## ACTION ITEM
Give again the lines starting at the one containing "The task in" and ending at the one containing "box: [156, 254, 202, 327]", both included, reproducing each without any change.

Collected data entries:
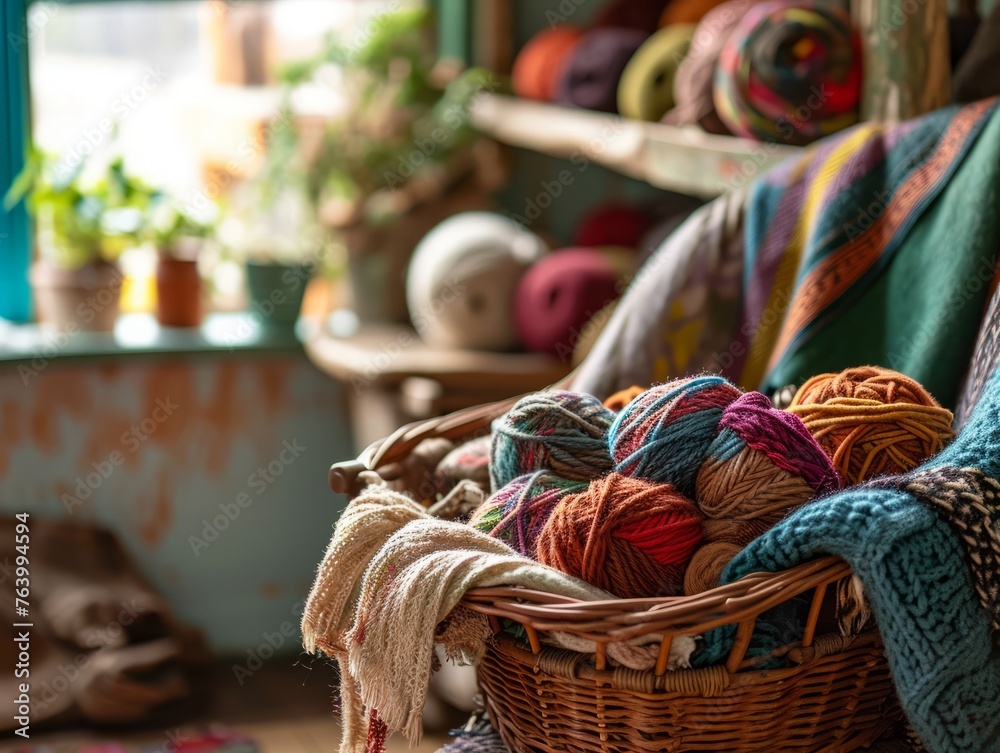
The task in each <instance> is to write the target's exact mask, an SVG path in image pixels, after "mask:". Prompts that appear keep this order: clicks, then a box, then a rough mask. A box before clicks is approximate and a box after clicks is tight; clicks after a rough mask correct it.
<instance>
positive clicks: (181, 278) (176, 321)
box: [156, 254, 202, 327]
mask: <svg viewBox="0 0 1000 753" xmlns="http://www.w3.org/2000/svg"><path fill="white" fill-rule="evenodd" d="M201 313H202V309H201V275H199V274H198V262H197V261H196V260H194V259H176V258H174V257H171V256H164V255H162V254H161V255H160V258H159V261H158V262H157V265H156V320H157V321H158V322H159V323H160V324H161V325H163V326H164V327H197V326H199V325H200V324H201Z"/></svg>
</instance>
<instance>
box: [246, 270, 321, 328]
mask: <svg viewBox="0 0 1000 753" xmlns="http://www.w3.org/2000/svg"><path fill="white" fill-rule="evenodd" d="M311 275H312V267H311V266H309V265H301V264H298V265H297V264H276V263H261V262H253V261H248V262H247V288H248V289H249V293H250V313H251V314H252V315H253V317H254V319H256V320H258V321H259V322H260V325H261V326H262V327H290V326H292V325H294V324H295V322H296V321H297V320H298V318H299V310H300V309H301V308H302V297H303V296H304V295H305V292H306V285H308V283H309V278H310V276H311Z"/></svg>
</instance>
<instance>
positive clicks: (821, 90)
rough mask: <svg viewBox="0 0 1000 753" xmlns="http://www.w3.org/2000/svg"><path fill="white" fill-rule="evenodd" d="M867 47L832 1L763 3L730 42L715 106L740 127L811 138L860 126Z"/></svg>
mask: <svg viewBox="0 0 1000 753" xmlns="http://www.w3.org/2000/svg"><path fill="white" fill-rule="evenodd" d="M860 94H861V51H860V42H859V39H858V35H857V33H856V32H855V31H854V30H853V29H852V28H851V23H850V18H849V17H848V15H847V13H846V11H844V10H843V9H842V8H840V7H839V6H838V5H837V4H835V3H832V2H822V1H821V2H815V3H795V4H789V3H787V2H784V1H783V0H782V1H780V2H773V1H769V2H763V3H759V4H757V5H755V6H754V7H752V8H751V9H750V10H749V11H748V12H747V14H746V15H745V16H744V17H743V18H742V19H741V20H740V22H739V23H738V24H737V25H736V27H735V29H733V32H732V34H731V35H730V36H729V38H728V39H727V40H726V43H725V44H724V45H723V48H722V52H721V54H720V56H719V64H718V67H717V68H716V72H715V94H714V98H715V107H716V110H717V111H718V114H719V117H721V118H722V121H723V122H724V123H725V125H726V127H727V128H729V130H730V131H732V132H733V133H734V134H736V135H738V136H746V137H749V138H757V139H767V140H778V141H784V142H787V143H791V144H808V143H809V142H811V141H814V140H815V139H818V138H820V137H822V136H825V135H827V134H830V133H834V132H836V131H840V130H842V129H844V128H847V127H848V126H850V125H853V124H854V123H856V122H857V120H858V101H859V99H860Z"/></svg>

* * *

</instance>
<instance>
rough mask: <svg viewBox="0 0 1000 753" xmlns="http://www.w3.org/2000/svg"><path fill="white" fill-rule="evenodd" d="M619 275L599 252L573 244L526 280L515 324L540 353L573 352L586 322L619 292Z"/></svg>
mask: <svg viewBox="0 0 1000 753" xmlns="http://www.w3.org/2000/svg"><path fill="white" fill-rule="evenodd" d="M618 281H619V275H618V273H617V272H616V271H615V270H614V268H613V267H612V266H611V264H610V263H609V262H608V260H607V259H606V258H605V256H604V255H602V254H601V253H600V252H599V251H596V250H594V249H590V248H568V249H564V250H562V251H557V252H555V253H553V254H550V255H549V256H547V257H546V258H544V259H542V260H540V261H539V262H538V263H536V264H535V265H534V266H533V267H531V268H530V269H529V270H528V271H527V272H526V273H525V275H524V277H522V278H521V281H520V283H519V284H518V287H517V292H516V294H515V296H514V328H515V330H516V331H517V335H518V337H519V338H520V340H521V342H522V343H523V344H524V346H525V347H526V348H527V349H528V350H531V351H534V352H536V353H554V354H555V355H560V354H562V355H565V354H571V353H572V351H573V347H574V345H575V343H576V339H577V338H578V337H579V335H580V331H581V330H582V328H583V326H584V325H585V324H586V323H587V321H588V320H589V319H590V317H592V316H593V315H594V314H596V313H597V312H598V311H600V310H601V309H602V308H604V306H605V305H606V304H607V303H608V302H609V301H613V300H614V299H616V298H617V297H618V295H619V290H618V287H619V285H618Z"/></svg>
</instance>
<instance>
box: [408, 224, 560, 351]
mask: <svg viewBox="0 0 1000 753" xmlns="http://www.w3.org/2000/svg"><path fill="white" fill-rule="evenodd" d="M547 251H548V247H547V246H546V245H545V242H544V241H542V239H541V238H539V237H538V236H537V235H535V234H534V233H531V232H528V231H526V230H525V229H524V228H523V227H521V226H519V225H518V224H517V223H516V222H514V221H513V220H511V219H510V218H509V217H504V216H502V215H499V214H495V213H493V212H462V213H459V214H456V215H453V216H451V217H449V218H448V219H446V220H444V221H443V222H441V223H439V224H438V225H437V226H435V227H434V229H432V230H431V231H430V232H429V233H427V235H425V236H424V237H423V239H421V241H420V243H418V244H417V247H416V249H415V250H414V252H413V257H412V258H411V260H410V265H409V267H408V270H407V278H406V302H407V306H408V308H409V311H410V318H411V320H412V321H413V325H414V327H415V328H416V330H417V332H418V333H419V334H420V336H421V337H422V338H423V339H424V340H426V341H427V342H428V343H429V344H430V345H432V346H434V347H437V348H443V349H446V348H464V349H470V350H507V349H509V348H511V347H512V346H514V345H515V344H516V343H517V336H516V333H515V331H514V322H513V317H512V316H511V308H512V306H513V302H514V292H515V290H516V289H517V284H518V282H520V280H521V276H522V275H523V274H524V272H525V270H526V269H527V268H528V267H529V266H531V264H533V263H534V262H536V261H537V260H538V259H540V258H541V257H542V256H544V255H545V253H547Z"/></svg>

---

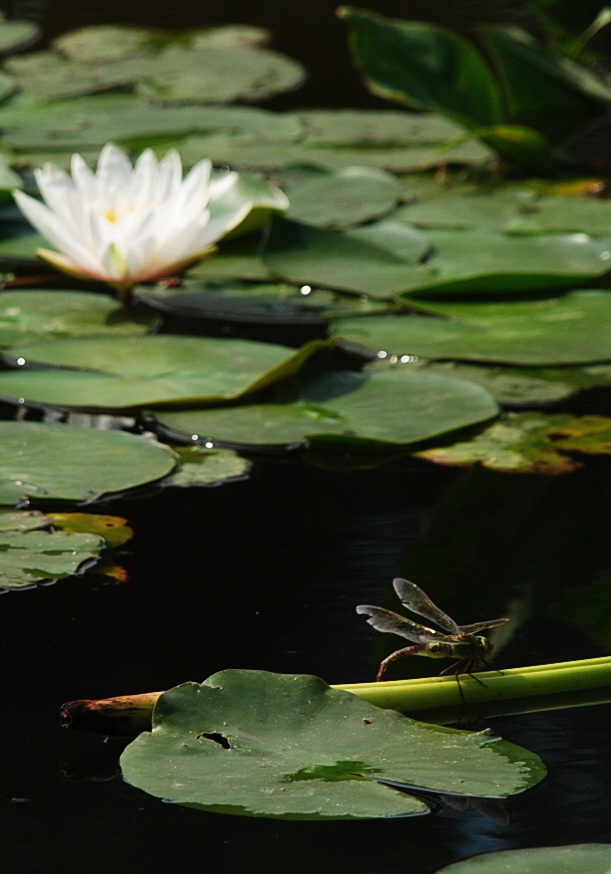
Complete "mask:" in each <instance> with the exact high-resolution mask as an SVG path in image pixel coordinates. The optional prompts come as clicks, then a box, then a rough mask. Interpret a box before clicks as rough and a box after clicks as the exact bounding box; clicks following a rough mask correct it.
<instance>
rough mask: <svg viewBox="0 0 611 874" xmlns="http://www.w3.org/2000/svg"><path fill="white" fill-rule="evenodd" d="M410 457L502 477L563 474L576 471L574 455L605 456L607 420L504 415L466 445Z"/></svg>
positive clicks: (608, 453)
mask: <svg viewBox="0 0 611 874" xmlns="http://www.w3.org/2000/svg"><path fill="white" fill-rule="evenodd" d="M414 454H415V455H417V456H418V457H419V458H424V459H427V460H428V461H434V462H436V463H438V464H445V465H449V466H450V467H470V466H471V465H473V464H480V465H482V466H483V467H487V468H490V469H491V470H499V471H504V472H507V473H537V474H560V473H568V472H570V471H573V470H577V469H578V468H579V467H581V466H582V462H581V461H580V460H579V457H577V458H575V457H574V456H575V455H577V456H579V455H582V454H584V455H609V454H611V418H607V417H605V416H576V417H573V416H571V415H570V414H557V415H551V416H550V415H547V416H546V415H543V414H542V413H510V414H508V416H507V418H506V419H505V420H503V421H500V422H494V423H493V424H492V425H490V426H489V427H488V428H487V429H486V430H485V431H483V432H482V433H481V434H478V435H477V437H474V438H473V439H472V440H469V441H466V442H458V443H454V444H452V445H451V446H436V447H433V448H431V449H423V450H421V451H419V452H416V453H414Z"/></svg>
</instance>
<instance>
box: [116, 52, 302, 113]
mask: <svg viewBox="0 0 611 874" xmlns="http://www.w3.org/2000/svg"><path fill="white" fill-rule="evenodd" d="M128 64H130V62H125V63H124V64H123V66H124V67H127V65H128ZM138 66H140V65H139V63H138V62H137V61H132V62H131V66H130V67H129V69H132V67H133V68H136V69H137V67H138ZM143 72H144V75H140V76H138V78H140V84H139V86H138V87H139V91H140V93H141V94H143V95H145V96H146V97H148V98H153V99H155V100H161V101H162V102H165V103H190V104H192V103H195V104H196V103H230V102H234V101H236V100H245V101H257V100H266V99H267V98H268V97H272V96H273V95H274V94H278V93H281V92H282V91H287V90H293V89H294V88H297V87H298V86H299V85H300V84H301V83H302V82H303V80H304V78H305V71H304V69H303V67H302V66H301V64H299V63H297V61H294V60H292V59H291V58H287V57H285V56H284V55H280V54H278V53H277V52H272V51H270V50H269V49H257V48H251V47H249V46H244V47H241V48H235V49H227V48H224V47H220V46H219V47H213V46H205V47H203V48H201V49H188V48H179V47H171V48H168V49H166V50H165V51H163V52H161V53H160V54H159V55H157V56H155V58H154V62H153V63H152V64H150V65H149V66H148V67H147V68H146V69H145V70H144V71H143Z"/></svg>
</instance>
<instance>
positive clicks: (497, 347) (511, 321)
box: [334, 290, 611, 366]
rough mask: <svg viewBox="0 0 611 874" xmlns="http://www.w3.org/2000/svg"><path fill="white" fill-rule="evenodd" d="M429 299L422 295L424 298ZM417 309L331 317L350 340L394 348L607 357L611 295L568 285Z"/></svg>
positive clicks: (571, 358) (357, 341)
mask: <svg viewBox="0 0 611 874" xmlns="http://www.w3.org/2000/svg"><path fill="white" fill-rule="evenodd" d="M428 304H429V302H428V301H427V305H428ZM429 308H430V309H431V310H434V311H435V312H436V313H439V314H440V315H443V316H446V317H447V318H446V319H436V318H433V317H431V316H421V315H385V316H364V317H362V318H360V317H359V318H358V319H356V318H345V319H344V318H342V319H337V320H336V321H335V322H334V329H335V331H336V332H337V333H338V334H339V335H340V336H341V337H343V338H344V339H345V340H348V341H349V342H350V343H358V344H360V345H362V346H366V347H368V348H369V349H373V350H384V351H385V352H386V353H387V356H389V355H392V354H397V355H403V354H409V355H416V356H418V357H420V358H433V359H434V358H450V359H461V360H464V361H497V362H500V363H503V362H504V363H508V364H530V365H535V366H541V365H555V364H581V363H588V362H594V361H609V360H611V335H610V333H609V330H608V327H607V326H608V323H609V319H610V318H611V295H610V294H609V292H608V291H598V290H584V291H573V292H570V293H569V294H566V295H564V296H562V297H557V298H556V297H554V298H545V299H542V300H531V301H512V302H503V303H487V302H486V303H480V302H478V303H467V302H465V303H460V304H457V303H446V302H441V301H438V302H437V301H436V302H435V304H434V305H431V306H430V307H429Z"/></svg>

## SOLUTION FOR THIS TASK
The task in each <instance> is to write the target's exact mask, an SVG path in image pixels, after "mask:". Prompts that appear keep this order: clicks, then a box, then a rough mask. A box before clicks is approximate and a box after clicks is tight; clicks after a rough mask correct it.
<instance>
positive clicks: (181, 278) (176, 321)
box: [156, 254, 202, 327]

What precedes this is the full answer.